SELECTED EXCERPT ▸
The fourth point of the five-point consensus states that “ASEAN will provide humanitarian assistance through the ASEAN Humanitarian Assistance Coordinating Center for Humanitarian Assistance (AHA)”. As agreed to by the chair of the military council, he must dutifully ask for humanitarian assistance through the AHA. Whether the military council chair asks or not, the National Unity Government, the EAOs, and other stakeholders must request humanitarian intervention from the AHA and the international community to save 52 million people from the pandemic.
- There could be a shortage of resources at the AHA Center since many ASEAN countries are also facing the COVID-19 third wave, and the AHA Center itself could have limitations to its operations. Thus, the AHA Center should try to get support from: international immunization programs such as Gavi, COVAX, and AMC with help from the United Nations Security Council member states, including China, India, the United Kingdom, and the United States, which supported ASEAN’s efforts to address the situation in Myanmar; the agencies under the control of the United Nations (especially the World Food Programme); and countries that are trying to help solve the situation in Myanmar such as Japan, South Korea, and Norway. The AHA Center should appoint a Humanitarian Special Envoy to provide humanitarian assistance to Myanmar by selecting an expert from an ASEAN country or connecting with the UN Office for the Coordination of Humanitarian Affairs.

BRIEF A ▸
In the passage on ASEAN humanitarian aid for Myanmar, how many people must be saved from the pandemic?
BRIEF B ▸
Explain why the passage on ASEAN humanitarian aid for Myanmar says the AHA Center should seek support from international immunization programs, UN agencies and other countries.
BRIEF C ▸
Continue the passage on ASEAN humanitarian aid for Myanmar after its final sentence.

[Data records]
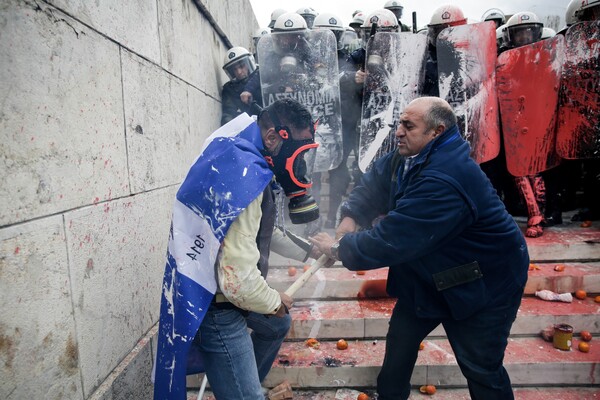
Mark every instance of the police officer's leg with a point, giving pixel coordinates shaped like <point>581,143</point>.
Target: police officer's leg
<point>267,335</point>
<point>404,336</point>
<point>479,343</point>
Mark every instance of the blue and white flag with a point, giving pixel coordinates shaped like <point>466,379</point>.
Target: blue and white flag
<point>226,177</point>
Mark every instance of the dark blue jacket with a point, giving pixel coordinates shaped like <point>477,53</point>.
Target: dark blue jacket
<point>451,246</point>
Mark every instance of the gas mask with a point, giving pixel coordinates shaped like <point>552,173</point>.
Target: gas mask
<point>291,172</point>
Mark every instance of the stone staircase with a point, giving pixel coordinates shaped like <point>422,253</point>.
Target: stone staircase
<point>336,303</point>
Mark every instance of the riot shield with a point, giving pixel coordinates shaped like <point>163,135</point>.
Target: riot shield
<point>304,66</point>
<point>528,79</point>
<point>395,66</point>
<point>578,131</point>
<point>467,80</point>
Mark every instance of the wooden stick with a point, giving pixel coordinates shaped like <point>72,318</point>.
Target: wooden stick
<point>315,266</point>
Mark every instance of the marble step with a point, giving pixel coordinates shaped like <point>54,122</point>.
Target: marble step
<point>369,318</point>
<point>529,362</point>
<point>338,282</point>
<point>538,393</point>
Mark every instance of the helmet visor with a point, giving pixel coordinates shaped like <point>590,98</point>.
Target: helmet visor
<point>240,69</point>
<point>521,35</point>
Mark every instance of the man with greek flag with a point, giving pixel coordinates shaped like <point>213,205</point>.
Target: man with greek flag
<point>215,286</point>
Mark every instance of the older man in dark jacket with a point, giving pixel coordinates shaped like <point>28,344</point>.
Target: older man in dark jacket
<point>456,256</point>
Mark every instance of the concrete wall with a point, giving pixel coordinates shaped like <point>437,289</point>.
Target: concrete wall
<point>103,106</point>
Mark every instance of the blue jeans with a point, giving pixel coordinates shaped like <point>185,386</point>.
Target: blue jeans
<point>478,342</point>
<point>236,360</point>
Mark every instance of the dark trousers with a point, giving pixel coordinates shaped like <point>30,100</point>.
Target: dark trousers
<point>478,343</point>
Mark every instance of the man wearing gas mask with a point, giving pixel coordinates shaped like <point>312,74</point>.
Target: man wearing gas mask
<point>271,151</point>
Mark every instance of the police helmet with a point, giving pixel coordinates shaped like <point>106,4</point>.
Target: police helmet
<point>239,63</point>
<point>522,29</point>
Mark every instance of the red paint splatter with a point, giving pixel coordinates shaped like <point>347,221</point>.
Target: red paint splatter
<point>373,289</point>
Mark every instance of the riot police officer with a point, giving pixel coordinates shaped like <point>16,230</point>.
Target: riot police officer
<point>239,65</point>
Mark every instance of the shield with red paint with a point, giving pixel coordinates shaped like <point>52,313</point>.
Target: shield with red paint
<point>578,132</point>
<point>528,79</point>
<point>395,65</point>
<point>467,80</point>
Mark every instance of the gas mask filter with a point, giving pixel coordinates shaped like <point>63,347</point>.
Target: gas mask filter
<point>290,167</point>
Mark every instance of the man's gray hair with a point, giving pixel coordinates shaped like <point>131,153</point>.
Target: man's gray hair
<point>440,113</point>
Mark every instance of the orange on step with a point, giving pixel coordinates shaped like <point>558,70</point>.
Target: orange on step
<point>586,336</point>
<point>312,342</point>
<point>580,294</point>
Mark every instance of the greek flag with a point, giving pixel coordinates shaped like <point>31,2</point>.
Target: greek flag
<point>228,175</point>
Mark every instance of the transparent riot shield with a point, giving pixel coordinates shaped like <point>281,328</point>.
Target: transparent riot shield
<point>467,80</point>
<point>578,133</point>
<point>304,66</point>
<point>395,67</point>
<point>528,79</point>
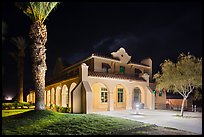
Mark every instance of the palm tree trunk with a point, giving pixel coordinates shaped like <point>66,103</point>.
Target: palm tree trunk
<point>38,35</point>
<point>20,78</point>
<point>182,107</point>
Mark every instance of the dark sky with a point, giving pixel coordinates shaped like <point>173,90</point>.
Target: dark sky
<point>75,30</point>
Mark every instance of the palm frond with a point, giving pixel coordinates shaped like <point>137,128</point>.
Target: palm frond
<point>37,10</point>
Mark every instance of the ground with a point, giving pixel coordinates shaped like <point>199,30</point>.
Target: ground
<point>54,123</point>
<point>156,130</point>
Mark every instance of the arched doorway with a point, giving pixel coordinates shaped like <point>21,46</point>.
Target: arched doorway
<point>72,86</point>
<point>64,96</point>
<point>136,97</point>
<point>52,96</point>
<point>58,96</point>
<point>48,98</point>
<point>45,97</point>
<point>119,97</point>
<point>100,97</point>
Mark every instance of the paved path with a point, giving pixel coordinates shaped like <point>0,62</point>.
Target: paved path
<point>192,121</point>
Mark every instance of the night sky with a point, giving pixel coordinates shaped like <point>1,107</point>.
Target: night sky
<point>77,29</point>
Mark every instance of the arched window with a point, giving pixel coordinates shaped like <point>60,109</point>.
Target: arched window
<point>104,95</point>
<point>120,94</point>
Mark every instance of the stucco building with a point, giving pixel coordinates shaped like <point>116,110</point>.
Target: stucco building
<point>100,83</point>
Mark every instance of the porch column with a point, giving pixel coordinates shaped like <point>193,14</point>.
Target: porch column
<point>111,101</point>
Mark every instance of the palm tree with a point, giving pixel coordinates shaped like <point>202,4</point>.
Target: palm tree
<point>38,12</point>
<point>20,43</point>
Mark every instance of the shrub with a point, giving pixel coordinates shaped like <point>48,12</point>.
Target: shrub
<point>27,104</point>
<point>7,105</point>
<point>51,106</point>
<point>66,110</point>
<point>15,104</point>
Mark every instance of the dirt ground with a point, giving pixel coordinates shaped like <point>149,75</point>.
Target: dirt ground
<point>156,130</point>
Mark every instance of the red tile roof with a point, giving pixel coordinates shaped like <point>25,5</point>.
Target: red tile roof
<point>116,76</point>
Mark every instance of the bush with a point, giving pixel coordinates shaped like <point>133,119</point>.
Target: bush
<point>7,105</point>
<point>27,104</point>
<point>51,106</point>
<point>15,104</point>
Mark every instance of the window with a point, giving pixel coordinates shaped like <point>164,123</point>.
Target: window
<point>137,72</point>
<point>122,70</point>
<point>105,67</point>
<point>120,95</point>
<point>104,95</point>
<point>160,93</point>
<point>154,92</point>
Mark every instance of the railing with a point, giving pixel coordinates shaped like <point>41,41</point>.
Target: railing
<point>112,75</point>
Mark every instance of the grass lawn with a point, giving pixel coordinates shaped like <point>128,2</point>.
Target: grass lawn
<point>32,122</point>
<point>10,112</point>
<point>46,122</point>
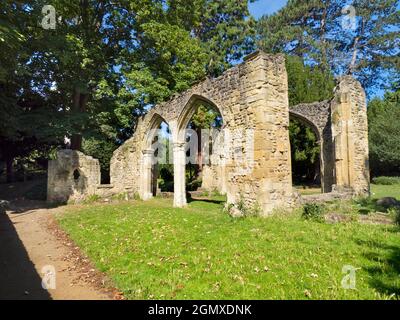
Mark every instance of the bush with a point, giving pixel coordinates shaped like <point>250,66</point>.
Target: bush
<point>313,211</point>
<point>386,181</point>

WRITTEN REPLY A ▸
52 million people.

WRITTEN REPLY B ▸
Many ASEAN countries are also facing the COVID-19 third wave, so the AHA Center could face a shortage of resources. The Center itself could also have limits on its operations.

WRITTEN REPLY C ▸
- The AHA Center needs to form a Rapid Assessment Team to understand the true extent of Myanmar’s COVID-19 emergency and propose solutions, and it should send the team to Myanmar as soon as possible.
- The military must also announce pardons for all detained health workers and must withdraw arrest warrants. Health workers must have the ability to participate in any of five sectors in which they can have a positive impact on the COVID-19 emergency.
- The military council must guarantee that it will not prevent, restrict, cut, or abuse cross-border assistance; it must act with transparency and accountability toward this remote response, and it should make a humanitarian pledge that it will allow international humanitarian assistance and all stakeholders involved in Myanmar’s COVID-19 response to operate smoothly.
Only if everyone comes together to solve the pandemic that Myanmar is currently facing will the country be able to lessen the physical and mental trauma that will be experienced for generations. Humanitarian crises could stem from politics or could become worse because of politics. Therefore, the solution to the humanitarian crisis should eventually transition from a humanitarian emergency to more sustained solutions for the political crisis. Good examples of humanitarian response can be seen in Aceh after the 2004 tsunami and in Nepal after 2015 earthquake. Even if political solutions cannot be found immediately, all stakeholders should follow the recommendations mentioned above quickly since these will provide major support in saving people’s lives during the COVID-19 third wave in Myanmar.